> WRITTEN REQUEST: Reproduce without any change the records below, from the line with "Look at the photo above. For every instance of the yellow" up to and including the line with "x=453, y=82".

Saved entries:
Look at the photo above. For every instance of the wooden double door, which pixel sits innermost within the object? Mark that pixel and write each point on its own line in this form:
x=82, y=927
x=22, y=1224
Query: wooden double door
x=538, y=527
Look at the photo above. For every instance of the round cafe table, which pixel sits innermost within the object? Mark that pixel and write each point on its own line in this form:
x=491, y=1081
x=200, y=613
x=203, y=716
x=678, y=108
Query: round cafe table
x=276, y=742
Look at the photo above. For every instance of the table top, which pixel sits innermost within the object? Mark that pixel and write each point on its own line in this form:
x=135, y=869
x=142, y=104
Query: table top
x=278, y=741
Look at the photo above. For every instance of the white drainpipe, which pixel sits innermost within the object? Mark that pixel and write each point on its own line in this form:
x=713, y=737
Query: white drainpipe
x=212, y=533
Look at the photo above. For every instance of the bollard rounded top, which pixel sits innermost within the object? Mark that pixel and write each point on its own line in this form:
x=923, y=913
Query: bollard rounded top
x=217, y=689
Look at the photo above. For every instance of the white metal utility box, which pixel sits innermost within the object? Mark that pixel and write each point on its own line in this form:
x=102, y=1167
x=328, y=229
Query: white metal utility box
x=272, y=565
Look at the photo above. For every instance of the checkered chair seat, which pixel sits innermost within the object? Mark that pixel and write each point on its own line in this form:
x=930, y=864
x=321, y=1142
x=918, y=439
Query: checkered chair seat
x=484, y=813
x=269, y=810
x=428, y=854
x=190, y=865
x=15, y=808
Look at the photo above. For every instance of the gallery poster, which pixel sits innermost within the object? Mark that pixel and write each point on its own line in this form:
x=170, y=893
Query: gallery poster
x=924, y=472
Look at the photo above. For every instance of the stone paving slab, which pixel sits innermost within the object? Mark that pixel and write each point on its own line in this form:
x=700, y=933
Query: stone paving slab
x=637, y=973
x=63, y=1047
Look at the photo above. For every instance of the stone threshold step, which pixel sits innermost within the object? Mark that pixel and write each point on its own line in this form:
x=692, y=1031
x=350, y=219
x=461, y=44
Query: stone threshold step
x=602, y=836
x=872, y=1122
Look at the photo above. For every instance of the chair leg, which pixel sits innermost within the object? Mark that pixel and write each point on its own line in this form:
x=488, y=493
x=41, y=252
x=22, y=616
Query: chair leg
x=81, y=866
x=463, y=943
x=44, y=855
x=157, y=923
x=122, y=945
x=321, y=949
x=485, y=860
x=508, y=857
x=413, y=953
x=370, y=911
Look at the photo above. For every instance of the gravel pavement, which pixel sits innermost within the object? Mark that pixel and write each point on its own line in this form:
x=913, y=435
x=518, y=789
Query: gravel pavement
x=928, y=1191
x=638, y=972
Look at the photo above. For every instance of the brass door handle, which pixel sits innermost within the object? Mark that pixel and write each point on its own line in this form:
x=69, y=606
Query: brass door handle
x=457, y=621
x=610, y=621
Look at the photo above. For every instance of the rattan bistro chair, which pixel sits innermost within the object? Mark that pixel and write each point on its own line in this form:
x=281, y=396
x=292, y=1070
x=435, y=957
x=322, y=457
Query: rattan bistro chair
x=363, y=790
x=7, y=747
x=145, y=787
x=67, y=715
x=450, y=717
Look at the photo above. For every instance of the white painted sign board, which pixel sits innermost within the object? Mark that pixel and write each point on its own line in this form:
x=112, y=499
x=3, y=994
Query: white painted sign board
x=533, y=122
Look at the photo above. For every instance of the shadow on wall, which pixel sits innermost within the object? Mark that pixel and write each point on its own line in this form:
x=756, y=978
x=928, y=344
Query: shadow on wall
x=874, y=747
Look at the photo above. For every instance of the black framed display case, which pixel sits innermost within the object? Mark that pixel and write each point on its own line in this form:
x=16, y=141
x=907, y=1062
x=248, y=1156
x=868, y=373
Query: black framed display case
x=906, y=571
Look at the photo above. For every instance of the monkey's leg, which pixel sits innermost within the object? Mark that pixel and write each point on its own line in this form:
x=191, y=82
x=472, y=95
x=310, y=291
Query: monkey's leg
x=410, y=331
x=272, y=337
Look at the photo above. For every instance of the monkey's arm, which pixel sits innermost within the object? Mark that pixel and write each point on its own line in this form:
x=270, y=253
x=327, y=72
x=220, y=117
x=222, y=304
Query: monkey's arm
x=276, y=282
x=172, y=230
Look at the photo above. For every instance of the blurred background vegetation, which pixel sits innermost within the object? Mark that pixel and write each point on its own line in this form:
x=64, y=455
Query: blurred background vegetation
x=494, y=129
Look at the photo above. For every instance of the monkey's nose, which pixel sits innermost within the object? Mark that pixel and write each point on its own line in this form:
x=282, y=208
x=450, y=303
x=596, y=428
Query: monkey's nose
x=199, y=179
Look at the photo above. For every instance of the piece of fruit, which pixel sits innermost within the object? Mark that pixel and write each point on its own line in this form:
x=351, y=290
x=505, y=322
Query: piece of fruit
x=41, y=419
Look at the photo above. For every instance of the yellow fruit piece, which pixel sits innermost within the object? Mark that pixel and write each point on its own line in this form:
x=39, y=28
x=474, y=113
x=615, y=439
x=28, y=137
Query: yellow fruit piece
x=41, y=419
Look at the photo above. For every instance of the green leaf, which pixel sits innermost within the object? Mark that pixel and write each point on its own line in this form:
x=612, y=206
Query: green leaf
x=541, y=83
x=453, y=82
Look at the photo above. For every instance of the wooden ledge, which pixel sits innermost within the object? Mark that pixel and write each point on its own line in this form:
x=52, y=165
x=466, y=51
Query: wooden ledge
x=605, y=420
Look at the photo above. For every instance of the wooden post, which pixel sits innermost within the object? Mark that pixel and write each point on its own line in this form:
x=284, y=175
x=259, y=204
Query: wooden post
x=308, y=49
--
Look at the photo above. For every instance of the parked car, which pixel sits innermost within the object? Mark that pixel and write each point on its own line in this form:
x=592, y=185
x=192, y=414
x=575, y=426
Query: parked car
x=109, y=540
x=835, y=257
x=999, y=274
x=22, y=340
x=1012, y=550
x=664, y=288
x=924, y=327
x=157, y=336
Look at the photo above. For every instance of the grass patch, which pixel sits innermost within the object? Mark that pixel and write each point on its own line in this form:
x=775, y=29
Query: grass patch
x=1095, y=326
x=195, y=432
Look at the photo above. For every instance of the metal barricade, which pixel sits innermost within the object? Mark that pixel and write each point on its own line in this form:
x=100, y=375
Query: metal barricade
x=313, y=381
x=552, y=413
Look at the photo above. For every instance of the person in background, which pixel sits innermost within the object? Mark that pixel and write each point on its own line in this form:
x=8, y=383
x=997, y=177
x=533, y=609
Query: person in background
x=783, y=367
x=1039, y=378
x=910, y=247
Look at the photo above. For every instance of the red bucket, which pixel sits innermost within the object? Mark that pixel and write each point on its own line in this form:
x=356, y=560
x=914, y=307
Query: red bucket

> TASK OUTPUT:
Look at the photo above. For every instance of the yellow fruit piece, which pixel sits innermost within the object? Mark that pixel and write each point on its own line in this form:
x=39, y=28
x=474, y=113
x=615, y=439
x=28, y=137
Query: yellow fruit piece
x=41, y=419
Look at the photo above. For every instance of the green leaf, which pixel sits innermost within the object? Mark that pixel and write each point on its own line in this form:
x=612, y=206
Query: green leaf
x=541, y=83
x=453, y=82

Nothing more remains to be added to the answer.